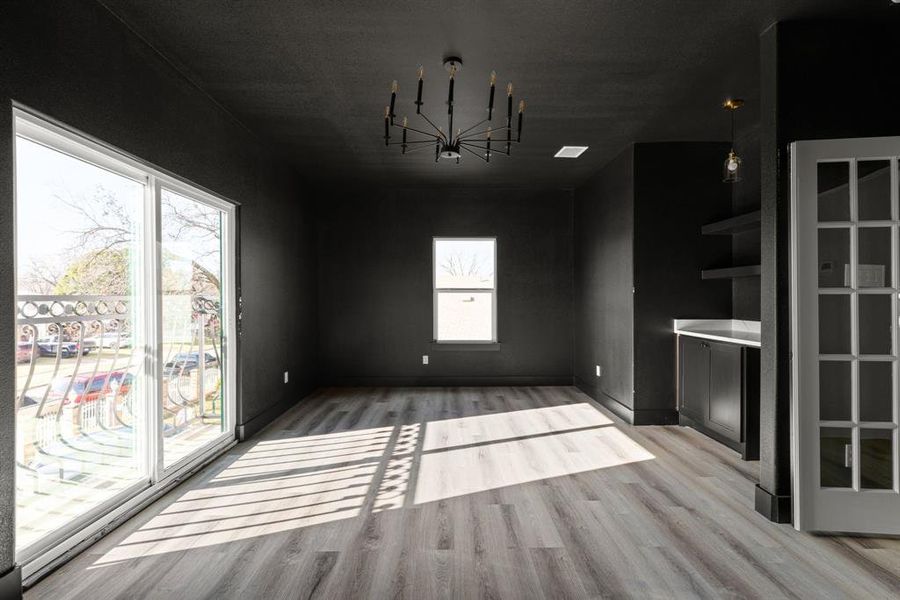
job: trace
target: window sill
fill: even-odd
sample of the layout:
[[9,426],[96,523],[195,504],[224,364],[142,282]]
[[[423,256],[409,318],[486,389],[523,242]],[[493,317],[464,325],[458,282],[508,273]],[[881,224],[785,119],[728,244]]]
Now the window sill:
[[500,342],[431,342],[436,352],[500,352]]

◆ **SHORT TASK**:
Would you mind returning each entry above word for word, skipping the images?

◆ **FINISHED ANSWER**:
job: trace
target: window sill
fill: even-odd
sample of the layout:
[[9,426],[96,523],[195,504],[224,364],[142,282]]
[[[423,256],[409,318],[486,389],[523,242]],[[493,317],[464,325],[458,282],[508,273]],[[881,224],[785,119],[728,244]]]
Now the window sill:
[[500,342],[431,342],[436,352],[500,352]]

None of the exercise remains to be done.